Text passage: Begin

M.E.E: Yes, and that I cannot explain in any way. I look at my brothers, and they no longer have this connection. Sometimes I too wish that I could simply live for myself, because it would be much simpler. When you encounter another’s pain, it is hard. But in the end – I would not be able to live any other way at all.
Is fear our greatest challenge?
M.E.E: We do not know how to carry unpleasant emotions, and that is something to be worked on. Anger, sorrow and fear are basic emotions, but we are taught that sorrow must not be expressed in public. It is similar with anger – they are not socially accepted feelings.
Fear is the main instrument used by the political right wing, although I think nothing is so simple. We live in times of great change – life is becoming more complex, the climate is changing, and we crave simple answers. The right wing offers such seemingly easy solutions, and we feel a strong pull to follow them. But “simple” is not the right answer. Everything is interconnected, and we have to understand that in life there are no simple solutions.
It is important that we do not leave all the responsibility on the shoulders of a few individuals, because we are communities. It is also a political question – it is not one leader who is responsible for everything, but rather society as a whole. We are social beings, we have to build relationships with one another, because together we are stronger. Yet nowadays we are becoming more and more isolated. We have to remember that we belong to one another.
In pastoral work, as a result of the reflections of the priest and psychologist Henri Nouwen, there is the concept of the “wounded healer.” Jesus Christ is the prototype of this healer – he allowed himself to be wounded, broken and crucified, and through this self-giving became a healer. From fragility, as from any other place, something new can grow. Nouwen would say that the minister, the therapist, or anyone who serves others, must first encounter their own fragility and humanity – only then are they truly able to encounter the other.
M.E.E: In one way or another we are all wounded, even those who come from seemingly perfect families and good circumstances. If we want to help others, we ourselves must be in a process of healing. We cannot support others if we ourselves are not responsibly moving along our own path of growth. Yet this does not mean that everyone has to experience suffering in order to be able to help those who suffer.
Above all we have to preserve humility. We are not saviors, and others are not victims – such thinking only feeds our ego. As a psychologist I see success when we work together. Sometimes, as helpers, we have to take on the role of a leader in order to support the other, but it is essential that in this process there are moments when complete equality prevails. The person who seeks help is the expert on their own experience, suffering, thoughts, faith and goals.
We have to be humble. If we always position ourselves as superior, we push others down. True help is when a person becomes so strong that they no longer need our support. To achieve this, we have to be able to connect with our own fragility and to encounter the other with humility.
Some of Maïté’s recommendations, connected with the topics that came up during the conversation:
The community in which Maïté grew up: www.penuel.be
Tobie Nathan (Joyce Zonana, trans.) the novel “A Land Like You”, which was nominated for the prestigious Goncourt Prize in 2015. A Land Like You is part legendary tale, part realistic history, based on the ethno-psychiatrist Tobie Nathan’s personal Jewish-Egyptian life-story heritage and his deep knowledge of the customs and beliefs of the peoples of North Africa.
The song Al Amal (Hope) by the well-known Egyptian singer Oum Kalthoum, which is well known to all generations and often heard in the Middle East.
The TV series (Netflix) Another Self, which is a journey through intergenerational therapy in the context of Turkish culture.

Text passage: End
Material provided: Begin

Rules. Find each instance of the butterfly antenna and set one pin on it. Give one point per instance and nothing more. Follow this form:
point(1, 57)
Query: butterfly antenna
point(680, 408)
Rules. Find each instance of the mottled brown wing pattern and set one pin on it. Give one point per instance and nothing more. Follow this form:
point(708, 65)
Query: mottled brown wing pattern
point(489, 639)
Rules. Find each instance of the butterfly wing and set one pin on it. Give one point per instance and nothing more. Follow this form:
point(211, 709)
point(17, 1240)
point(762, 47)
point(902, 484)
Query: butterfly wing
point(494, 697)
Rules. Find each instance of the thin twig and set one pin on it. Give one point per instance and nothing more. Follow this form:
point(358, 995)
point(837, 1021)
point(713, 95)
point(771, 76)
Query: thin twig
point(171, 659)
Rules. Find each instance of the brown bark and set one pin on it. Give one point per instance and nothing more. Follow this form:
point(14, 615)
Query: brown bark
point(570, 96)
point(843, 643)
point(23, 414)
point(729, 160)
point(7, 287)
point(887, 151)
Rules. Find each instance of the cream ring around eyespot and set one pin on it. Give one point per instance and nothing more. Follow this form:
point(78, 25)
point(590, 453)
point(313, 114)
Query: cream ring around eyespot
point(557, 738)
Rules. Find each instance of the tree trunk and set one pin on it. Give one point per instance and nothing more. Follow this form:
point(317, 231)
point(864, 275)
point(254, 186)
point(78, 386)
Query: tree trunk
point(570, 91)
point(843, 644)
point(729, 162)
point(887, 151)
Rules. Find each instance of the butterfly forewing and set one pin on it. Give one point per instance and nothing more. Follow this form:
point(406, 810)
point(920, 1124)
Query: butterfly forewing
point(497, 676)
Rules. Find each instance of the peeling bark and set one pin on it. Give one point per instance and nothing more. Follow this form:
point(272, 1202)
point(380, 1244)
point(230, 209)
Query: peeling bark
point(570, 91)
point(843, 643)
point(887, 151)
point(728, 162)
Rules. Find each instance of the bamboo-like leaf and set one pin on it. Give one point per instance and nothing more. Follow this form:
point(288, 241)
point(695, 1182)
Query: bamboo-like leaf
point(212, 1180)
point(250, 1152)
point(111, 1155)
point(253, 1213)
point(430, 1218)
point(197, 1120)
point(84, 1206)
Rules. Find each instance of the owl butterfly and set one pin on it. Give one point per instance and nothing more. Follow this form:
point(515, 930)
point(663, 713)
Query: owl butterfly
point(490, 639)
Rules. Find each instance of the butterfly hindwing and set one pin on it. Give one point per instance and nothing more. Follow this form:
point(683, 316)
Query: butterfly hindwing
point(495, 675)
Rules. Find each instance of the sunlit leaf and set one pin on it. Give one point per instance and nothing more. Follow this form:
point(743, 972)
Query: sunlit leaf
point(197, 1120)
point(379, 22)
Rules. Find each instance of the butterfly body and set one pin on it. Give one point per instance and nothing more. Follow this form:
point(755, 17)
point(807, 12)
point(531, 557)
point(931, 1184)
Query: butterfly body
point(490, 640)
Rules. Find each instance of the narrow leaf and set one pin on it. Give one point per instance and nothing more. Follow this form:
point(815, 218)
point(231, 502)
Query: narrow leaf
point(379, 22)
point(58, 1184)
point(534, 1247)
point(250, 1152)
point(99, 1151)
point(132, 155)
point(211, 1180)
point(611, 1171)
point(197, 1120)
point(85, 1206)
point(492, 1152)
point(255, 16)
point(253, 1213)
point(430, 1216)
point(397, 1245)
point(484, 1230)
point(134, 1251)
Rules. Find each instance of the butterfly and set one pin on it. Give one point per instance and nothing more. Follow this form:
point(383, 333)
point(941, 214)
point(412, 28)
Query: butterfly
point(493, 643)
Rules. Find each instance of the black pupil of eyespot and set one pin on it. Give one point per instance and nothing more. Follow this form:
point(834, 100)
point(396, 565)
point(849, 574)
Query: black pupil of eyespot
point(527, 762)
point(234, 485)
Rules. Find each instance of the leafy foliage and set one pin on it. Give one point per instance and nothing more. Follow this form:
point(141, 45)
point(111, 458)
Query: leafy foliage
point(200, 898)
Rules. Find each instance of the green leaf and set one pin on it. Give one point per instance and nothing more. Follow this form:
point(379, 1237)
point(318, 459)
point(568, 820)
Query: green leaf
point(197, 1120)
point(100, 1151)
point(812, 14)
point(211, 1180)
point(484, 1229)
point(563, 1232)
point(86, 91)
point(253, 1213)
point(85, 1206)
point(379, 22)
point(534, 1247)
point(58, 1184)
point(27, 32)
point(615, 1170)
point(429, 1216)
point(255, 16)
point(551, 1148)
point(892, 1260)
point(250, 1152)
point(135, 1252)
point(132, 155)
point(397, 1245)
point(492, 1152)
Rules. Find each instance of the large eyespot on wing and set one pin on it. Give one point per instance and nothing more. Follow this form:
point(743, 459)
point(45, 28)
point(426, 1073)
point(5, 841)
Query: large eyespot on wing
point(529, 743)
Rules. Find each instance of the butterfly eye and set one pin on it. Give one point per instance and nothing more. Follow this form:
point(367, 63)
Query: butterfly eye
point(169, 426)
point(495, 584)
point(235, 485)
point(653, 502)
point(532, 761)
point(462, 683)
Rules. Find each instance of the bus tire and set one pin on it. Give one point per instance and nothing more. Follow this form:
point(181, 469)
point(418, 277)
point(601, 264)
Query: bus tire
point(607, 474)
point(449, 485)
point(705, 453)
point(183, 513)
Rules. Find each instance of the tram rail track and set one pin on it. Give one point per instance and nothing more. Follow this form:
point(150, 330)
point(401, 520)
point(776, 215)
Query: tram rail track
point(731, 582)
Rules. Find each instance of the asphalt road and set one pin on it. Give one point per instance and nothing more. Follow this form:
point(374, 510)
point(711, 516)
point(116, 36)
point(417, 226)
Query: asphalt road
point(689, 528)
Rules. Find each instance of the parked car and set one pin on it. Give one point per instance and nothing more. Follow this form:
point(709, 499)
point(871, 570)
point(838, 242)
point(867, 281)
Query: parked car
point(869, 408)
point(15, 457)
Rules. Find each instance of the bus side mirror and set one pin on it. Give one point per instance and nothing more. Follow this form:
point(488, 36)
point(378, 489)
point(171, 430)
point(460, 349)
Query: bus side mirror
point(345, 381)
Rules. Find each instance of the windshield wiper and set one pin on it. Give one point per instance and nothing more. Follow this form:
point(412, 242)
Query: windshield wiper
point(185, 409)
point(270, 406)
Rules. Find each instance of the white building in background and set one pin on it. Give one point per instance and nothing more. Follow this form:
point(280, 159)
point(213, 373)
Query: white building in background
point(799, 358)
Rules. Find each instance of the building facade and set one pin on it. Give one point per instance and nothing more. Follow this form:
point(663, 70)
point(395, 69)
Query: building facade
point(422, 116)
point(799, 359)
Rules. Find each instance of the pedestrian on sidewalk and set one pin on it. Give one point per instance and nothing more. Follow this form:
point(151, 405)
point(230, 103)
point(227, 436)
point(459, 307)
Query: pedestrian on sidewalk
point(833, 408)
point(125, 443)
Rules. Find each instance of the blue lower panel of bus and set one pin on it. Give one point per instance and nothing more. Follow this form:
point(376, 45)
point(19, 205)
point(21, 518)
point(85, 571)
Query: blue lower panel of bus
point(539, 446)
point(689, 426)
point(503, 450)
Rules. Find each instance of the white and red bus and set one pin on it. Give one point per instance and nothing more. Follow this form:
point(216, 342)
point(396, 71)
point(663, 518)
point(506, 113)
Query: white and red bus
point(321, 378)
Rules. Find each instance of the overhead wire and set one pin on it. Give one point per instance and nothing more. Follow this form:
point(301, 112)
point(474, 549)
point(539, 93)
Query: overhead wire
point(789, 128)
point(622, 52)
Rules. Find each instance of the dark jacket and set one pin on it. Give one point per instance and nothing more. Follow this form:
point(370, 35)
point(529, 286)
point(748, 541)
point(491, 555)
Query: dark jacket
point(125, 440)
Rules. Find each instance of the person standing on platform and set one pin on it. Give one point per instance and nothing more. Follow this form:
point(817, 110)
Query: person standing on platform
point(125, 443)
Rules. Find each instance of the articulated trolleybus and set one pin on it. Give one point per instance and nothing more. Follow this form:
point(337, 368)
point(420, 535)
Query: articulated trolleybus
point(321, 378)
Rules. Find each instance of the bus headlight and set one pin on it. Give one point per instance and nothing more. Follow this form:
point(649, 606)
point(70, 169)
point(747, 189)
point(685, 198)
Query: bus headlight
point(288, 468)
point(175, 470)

Material provided: End

■ **Questions on the material**
1. Translate this sentence from the interview into Spanish: "True help is when a person becomes so strong that they no longer need our support."
2. In the interview, who is named as the prototype of the "wounded healer"?
3. List every recommendation from Maïté given at the end of the interview.

■ **Expected outputs**
1. La verdadera ayuda es cuando una persona se vuelve tan fuerte que ya no necesita nuestro apoyo.

2. Jesus Christ.

3.
- The community in which Maïté grew up (www.penuel.be)
- The novel "A Land Like You" by Tobie Nathan, translated by Joyce Zonana
- The song Al Amal (Hope) by Oum Kalthoum
- The TV series Another Self (Netflix)